### TEXT UNDER STUDY ###
Why embedding matters when building a non-English RAG system — Multilingual embeddings

Rifx.Online
Natural Language Processing , Machine Learning , Multilingual
13 Nov, 2024

Why Embeddings are Key

Embeddings are a cornerstone of modern generative AI, silently driving the functionality of many systems we interact with daily. At their simplest, embeddings are numerical representations of text — effectively transforming words, sentences, or even entire documents into numbers. These numbers are far from random; they’re carefully designed to capture the meaning and relationships within the text. For instance, the embeddings for “dog” and “puppy” would be closer together in the numerical space than the embedding for “car,” reflecting their semantic similarity. This ability to encode meaning into a measurable form is what makes embeddings indispensable for tasks like search, recommendation systems, and advanced AI applications such as Retrieval-Augmented Generation (RAG).

This transformation into numbers allows AI to compare and understand text in a meaningful way. When working with massive amounts of data, as is often the case in RAG systems, embeddings become essential. These systems combine the power of embeddings with specialized storage solutions called vector databases. Unlike traditional databases that search for exact matches, vector databases are optimized to find the closest matches based on meaning. This capability enables RAG systems to retrieve the most relevant information from vast knowledge bases and use it to generate precise, contextually informed responses. By bridging raw data and intelligent retrieval, embeddings and vector databases together form the backbone of RAG systems’ success.
### MATERIAL PROVIDED ###
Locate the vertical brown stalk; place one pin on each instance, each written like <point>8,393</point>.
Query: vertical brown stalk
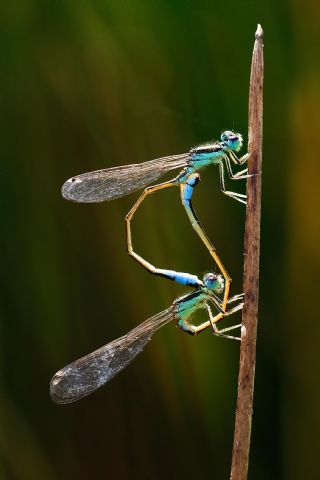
<point>242,433</point>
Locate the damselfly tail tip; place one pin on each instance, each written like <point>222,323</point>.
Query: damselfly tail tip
<point>56,388</point>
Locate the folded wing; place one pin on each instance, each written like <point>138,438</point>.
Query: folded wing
<point>85,375</point>
<point>116,182</point>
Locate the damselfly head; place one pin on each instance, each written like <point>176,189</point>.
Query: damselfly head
<point>214,282</point>
<point>232,140</point>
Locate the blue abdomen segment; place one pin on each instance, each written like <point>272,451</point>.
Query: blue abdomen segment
<point>180,277</point>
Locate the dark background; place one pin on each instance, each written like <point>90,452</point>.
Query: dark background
<point>88,85</point>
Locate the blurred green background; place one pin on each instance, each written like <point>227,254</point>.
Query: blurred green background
<point>88,85</point>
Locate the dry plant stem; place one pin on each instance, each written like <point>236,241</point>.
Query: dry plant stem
<point>242,433</point>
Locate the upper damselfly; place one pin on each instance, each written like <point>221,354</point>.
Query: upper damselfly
<point>111,183</point>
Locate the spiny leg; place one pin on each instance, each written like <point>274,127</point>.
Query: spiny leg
<point>236,196</point>
<point>236,176</point>
<point>148,266</point>
<point>186,192</point>
<point>241,160</point>
<point>221,332</point>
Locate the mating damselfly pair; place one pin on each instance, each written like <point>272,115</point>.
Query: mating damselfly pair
<point>85,375</point>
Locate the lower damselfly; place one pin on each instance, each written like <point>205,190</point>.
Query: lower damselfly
<point>111,183</point>
<point>87,374</point>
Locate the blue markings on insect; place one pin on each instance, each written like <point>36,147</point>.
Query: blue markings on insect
<point>206,155</point>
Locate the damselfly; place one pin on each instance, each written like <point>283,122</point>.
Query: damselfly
<point>116,182</point>
<point>85,375</point>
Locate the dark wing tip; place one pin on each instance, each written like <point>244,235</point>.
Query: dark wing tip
<point>69,189</point>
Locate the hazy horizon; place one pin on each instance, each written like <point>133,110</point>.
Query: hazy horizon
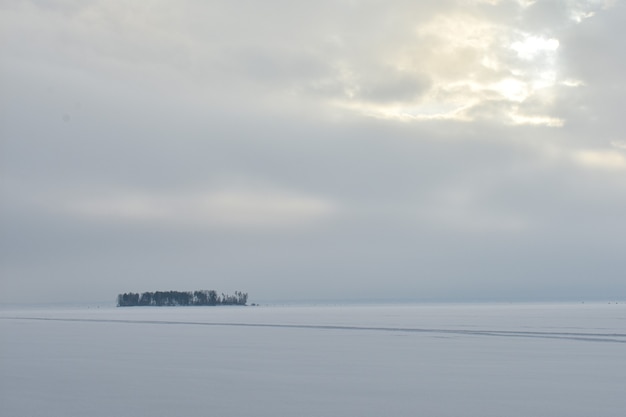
###
» **TASK ITEM**
Extend the article on embeddings for non-English RAG systems, picking up after its final paragraph.

» **ANSWER TO THE PROBLEM**
The Challenge of Multilingual Systems

Building RAG systems that work well in English is already a complex task, but extending them to other languages introduces a whole new set of challenges. English embeddings are often highly optimized because of the abundance of training data and the simplicity of the language’s structure. However, using these English-trained embeddings for other languages can lead to significant inaccuracies. Different languages come with their own nuances, grammar, and cultural contexts, which standard embedding models trained predominantly on English text often fail to capture. While some multilingual embedding models exist to bridge this gap, they are not all equally effective across languages, particularly for those with limited training data or unique linguistic features. This makes it difficult to build RAG systems that are as accurate and reliable for non-English languages as they are for English.

Why Are English Embeddings More Accurate?

Abundance of High-Quality Training Data English dominates the digital landscape, with an unparalleled volume of high-quality content available for training. Datasets like Wikipedia, books, research papers, and social media are much richer in English than in other languages. In contrast, many languages, especially low-resource ones, lack diverse and standardized datasets, which limits the quality of embeddings trained on them.
Model Optimization Bias NLP models like BERT and GPT were initially developed and optimized for English, often prioritizing it even in multilingual versions. Multilingual models balance learning across many languages within the same parameter space, which can dilute performance for less-represented languages in favor of dominant ones like English.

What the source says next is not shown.